**OBJECTIVE:**
From the start of the records through the line containing "[[[731,0],[0,8],[0,750],[752,744]]]", rewrite the lines with "dense foliage" renamed to "thick foliage", leaving everything else the same.

==== RAW RECORDS ====

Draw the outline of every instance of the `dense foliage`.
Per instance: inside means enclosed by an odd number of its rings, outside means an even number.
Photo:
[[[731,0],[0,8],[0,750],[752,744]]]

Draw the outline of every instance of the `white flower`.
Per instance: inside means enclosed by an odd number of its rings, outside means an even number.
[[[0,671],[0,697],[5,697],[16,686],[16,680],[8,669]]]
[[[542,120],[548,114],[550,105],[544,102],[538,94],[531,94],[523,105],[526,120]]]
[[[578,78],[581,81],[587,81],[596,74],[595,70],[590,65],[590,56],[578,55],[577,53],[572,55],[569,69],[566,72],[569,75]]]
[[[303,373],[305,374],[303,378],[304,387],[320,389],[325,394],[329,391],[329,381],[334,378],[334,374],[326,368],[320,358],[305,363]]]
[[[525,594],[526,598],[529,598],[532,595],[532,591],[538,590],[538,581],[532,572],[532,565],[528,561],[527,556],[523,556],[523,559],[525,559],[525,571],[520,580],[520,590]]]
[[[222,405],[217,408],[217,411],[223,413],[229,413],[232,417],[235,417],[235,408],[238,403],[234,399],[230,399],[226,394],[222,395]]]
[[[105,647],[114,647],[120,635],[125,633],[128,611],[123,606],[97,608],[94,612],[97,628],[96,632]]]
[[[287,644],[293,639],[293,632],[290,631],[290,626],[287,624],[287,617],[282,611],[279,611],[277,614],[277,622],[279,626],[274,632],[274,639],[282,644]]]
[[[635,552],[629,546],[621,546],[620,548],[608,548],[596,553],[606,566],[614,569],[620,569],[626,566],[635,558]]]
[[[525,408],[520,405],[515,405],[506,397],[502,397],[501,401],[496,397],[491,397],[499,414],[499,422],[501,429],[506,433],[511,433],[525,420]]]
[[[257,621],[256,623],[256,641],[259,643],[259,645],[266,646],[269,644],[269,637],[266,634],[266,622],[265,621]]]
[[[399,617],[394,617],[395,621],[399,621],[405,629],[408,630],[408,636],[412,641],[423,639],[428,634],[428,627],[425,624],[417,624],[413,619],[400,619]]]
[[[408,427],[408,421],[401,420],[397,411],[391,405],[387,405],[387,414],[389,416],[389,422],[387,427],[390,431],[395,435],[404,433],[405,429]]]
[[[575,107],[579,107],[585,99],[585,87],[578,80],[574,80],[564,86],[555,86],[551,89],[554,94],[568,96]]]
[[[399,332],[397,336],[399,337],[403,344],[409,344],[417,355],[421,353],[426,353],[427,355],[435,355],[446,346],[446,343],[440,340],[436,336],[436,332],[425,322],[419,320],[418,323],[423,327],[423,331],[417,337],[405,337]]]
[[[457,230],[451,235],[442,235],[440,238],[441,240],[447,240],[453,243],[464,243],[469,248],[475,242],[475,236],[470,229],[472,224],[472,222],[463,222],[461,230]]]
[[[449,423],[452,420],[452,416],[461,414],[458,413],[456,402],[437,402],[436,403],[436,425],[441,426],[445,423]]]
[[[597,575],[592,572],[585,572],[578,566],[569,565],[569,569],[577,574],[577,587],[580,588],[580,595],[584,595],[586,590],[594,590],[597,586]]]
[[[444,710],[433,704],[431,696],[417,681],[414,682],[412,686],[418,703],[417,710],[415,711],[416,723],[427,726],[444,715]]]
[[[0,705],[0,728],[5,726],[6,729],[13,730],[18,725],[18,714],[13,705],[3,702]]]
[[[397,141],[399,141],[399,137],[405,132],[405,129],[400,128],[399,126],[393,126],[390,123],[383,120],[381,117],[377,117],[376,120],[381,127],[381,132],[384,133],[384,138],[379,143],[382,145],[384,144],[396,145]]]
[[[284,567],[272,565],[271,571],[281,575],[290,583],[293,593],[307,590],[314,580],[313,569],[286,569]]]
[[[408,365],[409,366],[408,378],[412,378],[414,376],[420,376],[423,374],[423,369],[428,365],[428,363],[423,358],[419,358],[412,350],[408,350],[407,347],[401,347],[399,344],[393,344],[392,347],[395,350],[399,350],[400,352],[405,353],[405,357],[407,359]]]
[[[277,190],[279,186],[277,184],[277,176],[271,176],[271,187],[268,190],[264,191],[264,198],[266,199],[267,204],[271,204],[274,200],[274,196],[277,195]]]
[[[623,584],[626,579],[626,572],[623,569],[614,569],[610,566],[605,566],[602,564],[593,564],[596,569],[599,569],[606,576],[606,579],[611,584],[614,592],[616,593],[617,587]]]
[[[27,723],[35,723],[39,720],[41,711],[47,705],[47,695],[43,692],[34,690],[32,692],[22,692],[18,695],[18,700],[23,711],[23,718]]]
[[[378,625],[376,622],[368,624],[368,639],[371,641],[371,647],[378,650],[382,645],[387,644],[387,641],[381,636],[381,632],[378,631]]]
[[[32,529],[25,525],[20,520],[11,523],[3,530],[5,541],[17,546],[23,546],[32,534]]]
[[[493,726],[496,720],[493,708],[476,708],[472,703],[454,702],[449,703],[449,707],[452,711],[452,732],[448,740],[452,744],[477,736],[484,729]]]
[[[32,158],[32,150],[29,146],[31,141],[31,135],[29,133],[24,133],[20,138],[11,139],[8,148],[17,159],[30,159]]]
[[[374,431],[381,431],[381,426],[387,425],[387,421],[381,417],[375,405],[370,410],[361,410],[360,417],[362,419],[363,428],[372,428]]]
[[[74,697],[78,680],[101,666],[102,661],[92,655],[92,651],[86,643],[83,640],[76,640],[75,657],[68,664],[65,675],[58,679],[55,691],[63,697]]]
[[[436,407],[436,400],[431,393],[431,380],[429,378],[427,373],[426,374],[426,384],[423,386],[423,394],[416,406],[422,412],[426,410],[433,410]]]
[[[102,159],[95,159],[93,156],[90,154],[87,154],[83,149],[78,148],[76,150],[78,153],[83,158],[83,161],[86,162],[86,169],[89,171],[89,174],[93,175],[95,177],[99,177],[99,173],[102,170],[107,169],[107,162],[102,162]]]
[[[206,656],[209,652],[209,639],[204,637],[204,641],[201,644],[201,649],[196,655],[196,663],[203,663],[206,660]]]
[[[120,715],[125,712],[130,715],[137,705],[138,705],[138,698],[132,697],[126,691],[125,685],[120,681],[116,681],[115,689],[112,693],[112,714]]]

====

**THE SOLUTION:**
Draw the outline of every instance of the `thick foliage`.
Per instance: inside means enclosed by an odd number of its rings, outside means an even number.
Photo:
[[[731,0],[0,8],[0,750],[752,744]]]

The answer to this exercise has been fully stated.